--- begin ---

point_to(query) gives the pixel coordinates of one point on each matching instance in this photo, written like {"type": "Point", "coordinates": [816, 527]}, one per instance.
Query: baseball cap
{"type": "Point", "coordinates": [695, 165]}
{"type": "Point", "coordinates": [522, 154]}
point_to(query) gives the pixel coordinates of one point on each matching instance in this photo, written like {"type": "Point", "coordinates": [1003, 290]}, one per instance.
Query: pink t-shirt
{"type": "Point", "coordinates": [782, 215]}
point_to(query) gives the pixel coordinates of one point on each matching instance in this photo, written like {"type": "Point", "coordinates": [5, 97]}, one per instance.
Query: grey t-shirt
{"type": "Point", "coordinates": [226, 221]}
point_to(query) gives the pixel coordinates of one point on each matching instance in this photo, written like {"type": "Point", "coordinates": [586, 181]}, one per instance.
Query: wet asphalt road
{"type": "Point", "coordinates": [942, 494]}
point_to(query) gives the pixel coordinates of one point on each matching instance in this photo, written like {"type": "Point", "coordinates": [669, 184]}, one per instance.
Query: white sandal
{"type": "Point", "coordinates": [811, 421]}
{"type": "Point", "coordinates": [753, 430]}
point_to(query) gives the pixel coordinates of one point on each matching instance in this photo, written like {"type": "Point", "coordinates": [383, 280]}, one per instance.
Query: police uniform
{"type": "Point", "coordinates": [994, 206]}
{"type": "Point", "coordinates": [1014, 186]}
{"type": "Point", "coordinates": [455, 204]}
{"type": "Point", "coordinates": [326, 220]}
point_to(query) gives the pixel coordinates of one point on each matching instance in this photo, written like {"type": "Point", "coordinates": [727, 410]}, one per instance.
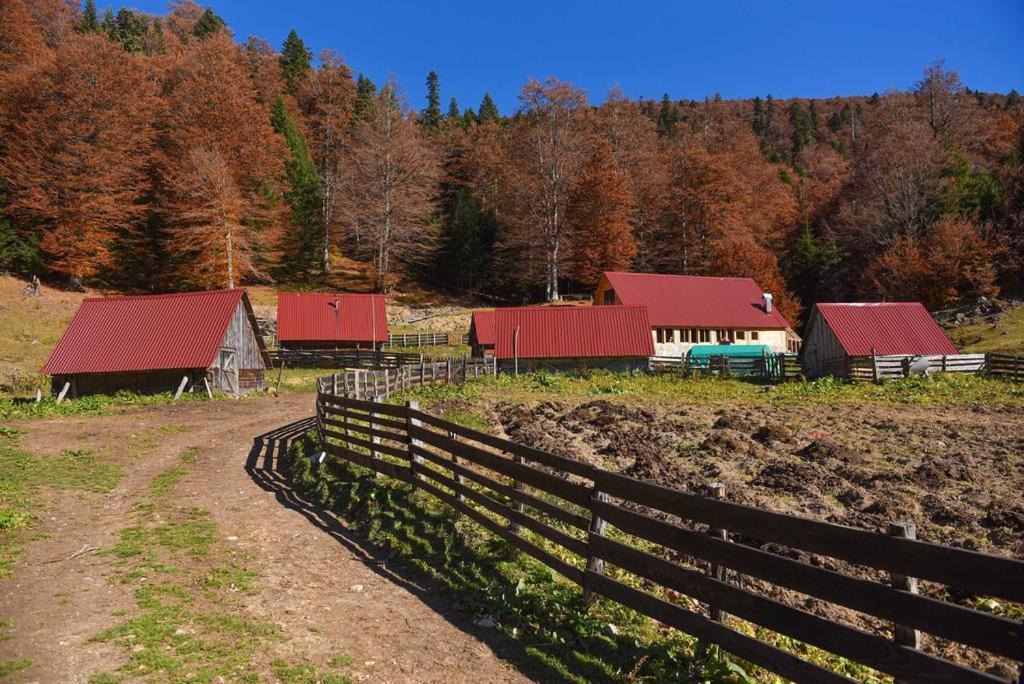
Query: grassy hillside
{"type": "Point", "coordinates": [1006, 336]}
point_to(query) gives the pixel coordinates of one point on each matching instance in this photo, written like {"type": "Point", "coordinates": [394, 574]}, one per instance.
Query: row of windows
{"type": "Point", "coordinates": [702, 335]}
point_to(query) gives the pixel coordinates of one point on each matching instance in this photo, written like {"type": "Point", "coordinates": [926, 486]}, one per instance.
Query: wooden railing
{"type": "Point", "coordinates": [427, 339]}
{"type": "Point", "coordinates": [663, 543]}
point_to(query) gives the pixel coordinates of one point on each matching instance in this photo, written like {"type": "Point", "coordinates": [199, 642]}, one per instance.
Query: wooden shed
{"type": "Point", "coordinates": [481, 334]}
{"type": "Point", "coordinates": [322, 321]}
{"type": "Point", "coordinates": [845, 339]}
{"type": "Point", "coordinates": [572, 338]}
{"type": "Point", "coordinates": [160, 343]}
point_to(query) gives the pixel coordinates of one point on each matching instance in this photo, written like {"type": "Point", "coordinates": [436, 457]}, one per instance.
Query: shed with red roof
{"type": "Point", "coordinates": [331, 321]}
{"type": "Point", "coordinates": [481, 334]}
{"type": "Point", "coordinates": [159, 343]}
{"type": "Point", "coordinates": [686, 310]}
{"type": "Point", "coordinates": [839, 333]}
{"type": "Point", "coordinates": [572, 338]}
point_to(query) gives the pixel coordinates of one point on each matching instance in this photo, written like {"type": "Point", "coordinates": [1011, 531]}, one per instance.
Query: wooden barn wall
{"type": "Point", "coordinates": [143, 382]}
{"type": "Point", "coordinates": [242, 339]}
{"type": "Point", "coordinates": [614, 364]}
{"type": "Point", "coordinates": [822, 352]}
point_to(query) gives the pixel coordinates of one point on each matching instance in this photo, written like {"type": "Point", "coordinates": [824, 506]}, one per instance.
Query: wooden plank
{"type": "Point", "coordinates": [568, 571]}
{"type": "Point", "coordinates": [529, 500]}
{"type": "Point", "coordinates": [528, 453]}
{"type": "Point", "coordinates": [958, 567]}
{"type": "Point", "coordinates": [552, 535]}
{"type": "Point", "coordinates": [540, 479]}
{"type": "Point", "coordinates": [876, 651]}
{"type": "Point", "coordinates": [740, 645]}
{"type": "Point", "coordinates": [994, 634]}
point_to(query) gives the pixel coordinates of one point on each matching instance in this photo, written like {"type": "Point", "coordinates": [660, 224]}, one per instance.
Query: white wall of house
{"type": "Point", "coordinates": [675, 342]}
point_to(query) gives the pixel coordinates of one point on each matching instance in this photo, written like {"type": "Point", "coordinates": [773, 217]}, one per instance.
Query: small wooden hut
{"type": "Point", "coordinates": [160, 343]}
{"type": "Point", "coordinates": [315, 321]}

--- end ---

## AIM
Copy the material above exactly and drop the pictures.

## ANSWER TO THIS TASK
point_to(query) gives the pixel coordinates of one point on each matching instance in this photo, written like {"type": "Point", "coordinates": [816, 527]}, one per instance.
Query: baseball cap
{"type": "Point", "coordinates": [695, 165]}
{"type": "Point", "coordinates": [522, 154]}
point_to(query) gives the pixel coordinates of one point on each matching instance in this photo, written like {"type": "Point", "coordinates": [1003, 290]}, one per instance.
Query: pink t-shirt
{"type": "Point", "coordinates": [782, 215]}
point_to(query) gives the pixel coordinates of one point on each matching instance in this photo, written like {"type": "Point", "coordinates": [5, 97]}, one per instance.
Query: grey t-shirt
{"type": "Point", "coordinates": [226, 221]}
point_to(query) gives the pixel coordinates of one point on each matching instance in this photo, written like {"type": "Point", "coordinates": [586, 181]}, one per instance.
Query: wet asphalt road
{"type": "Point", "coordinates": [942, 494]}
point_to(query) gives the pixel coordinates of one point on each matching instance in this photo, written like {"type": "Point", "coordinates": [669, 184]}, one per instance.
Query: white sandal
{"type": "Point", "coordinates": [811, 421]}
{"type": "Point", "coordinates": [753, 430]}
point_to(query) gives the pixel coordinates of one point on each matching instance in this photo, written like {"type": "Point", "coordinates": [383, 280]}, one per instance.
Query: police uniform
{"type": "Point", "coordinates": [994, 206]}
{"type": "Point", "coordinates": [1014, 186]}
{"type": "Point", "coordinates": [455, 204]}
{"type": "Point", "coordinates": [326, 220]}
point_to(query) gives the pixel coordinates of one point on each matching instance in this photo, written like {"type": "Point", "coordinates": [727, 410]}, one per instance.
Query: grassy hillside
{"type": "Point", "coordinates": [1006, 336]}
point_to(query) gives the pixel coordinates of one point on each matching instance in this photo, written like {"type": "Point", "coordinates": [394, 574]}, one per instance.
Query: row of windows
{"type": "Point", "coordinates": [702, 335]}
point_to(query) gives the pixel coordinates of one point on each matching instance in this photo, written like {"type": "Point", "coordinates": [926, 486]}, one per instance.
Query: wooden railing
{"type": "Point", "coordinates": [427, 339]}
{"type": "Point", "coordinates": [663, 543]}
point_to(query) gives the pixel coordinates of one point on each matching instance in this photo, written like {"type": "Point", "coordinates": [199, 642]}, one per instance.
Query: wooden shed
{"type": "Point", "coordinates": [481, 334]}
{"type": "Point", "coordinates": [322, 321]}
{"type": "Point", "coordinates": [845, 339]}
{"type": "Point", "coordinates": [572, 338]}
{"type": "Point", "coordinates": [160, 343]}
point_to(query) gives the pixel coordinates of one point on each matching instance in this photo, written like {"type": "Point", "coordinates": [436, 457]}, one per instance.
Query: shed with red roof
{"type": "Point", "coordinates": [331, 321]}
{"type": "Point", "coordinates": [481, 334]}
{"type": "Point", "coordinates": [159, 343]}
{"type": "Point", "coordinates": [686, 310]}
{"type": "Point", "coordinates": [839, 333]}
{"type": "Point", "coordinates": [572, 338]}
point_to(query) gives the pixel coordinates of one point on each matching instance in this photo, written like {"type": "Point", "coordinates": [1011, 531]}, one per instance.
Query: wooden barn wall
{"type": "Point", "coordinates": [143, 382]}
{"type": "Point", "coordinates": [242, 339]}
{"type": "Point", "coordinates": [614, 364]}
{"type": "Point", "coordinates": [822, 352]}
point_to(query) gives the pixel coordinates of one point on each matching instance in this photo, written like {"type": "Point", "coordinates": [824, 506]}, one per instance.
Query: wooden plank
{"type": "Point", "coordinates": [568, 571]}
{"type": "Point", "coordinates": [529, 500]}
{"type": "Point", "coordinates": [528, 453]}
{"type": "Point", "coordinates": [958, 567]}
{"type": "Point", "coordinates": [552, 535]}
{"type": "Point", "coordinates": [540, 479]}
{"type": "Point", "coordinates": [876, 651]}
{"type": "Point", "coordinates": [740, 645]}
{"type": "Point", "coordinates": [994, 634]}
point_to(query) gives the pixel coordinates of one point on each matching instance in this photo, written like {"type": "Point", "coordinates": [660, 224]}, one per instance.
Query: white wall of house
{"type": "Point", "coordinates": [675, 342]}
point_to(query) gives the pixel coordinates of one point on each matching instance in this photo, written like {"type": "Point", "coordinates": [773, 217]}, one per instance.
Query: small wooden hut
{"type": "Point", "coordinates": [160, 343]}
{"type": "Point", "coordinates": [315, 321]}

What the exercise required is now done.